» **TASK TO CARRY OUT**
Reproduce all of the records below word for word, leaving out the pictures.

» **TASK INPUTS**
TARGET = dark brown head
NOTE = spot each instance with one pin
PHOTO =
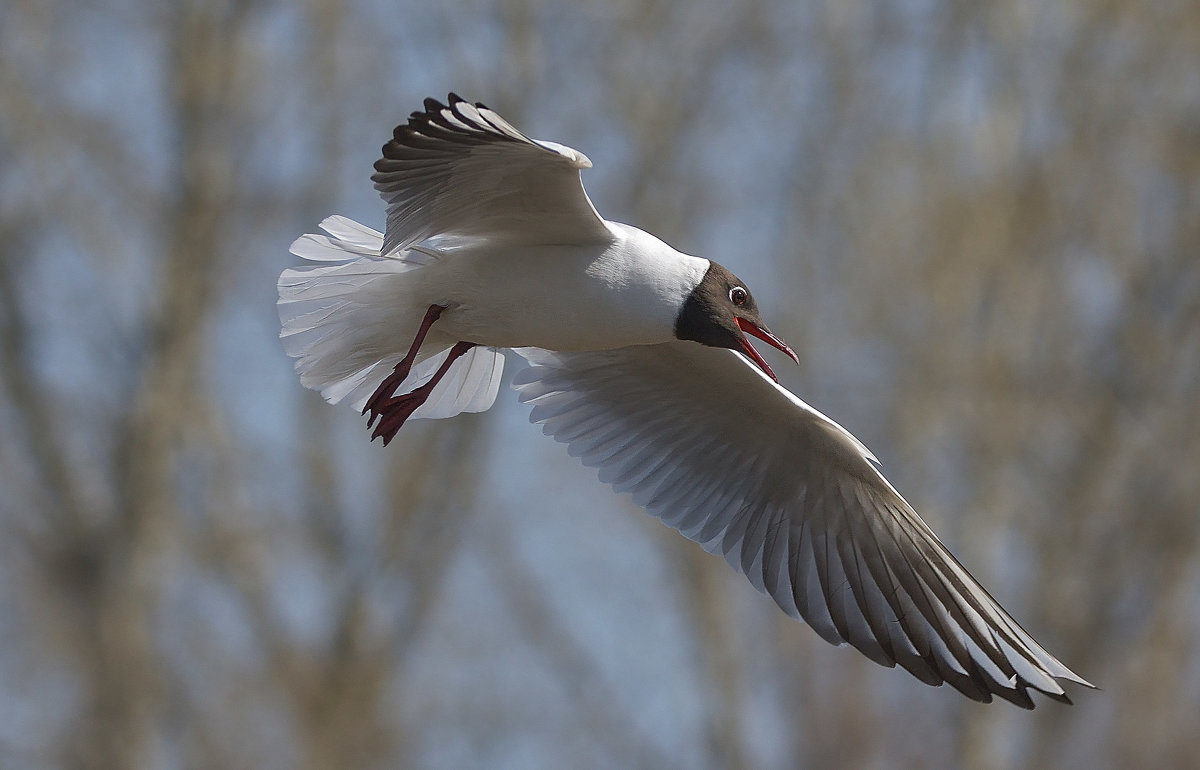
(720, 312)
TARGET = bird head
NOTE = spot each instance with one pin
(720, 312)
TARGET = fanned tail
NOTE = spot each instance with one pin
(348, 322)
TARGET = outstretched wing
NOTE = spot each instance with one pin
(461, 169)
(717, 450)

» **WRITTEN ANSWER**
TARGET = dark brown head
NOTE = spot each instance with one pin
PHOTO =
(720, 312)
TARGET = bird head
NOTE = spot each instance with one pin
(720, 312)
TARGET = fanned tail
NOTE = spot each instance with one pin
(348, 322)
TARGET = outstretched wing
NOTE = spot each instance with one pin
(461, 169)
(717, 450)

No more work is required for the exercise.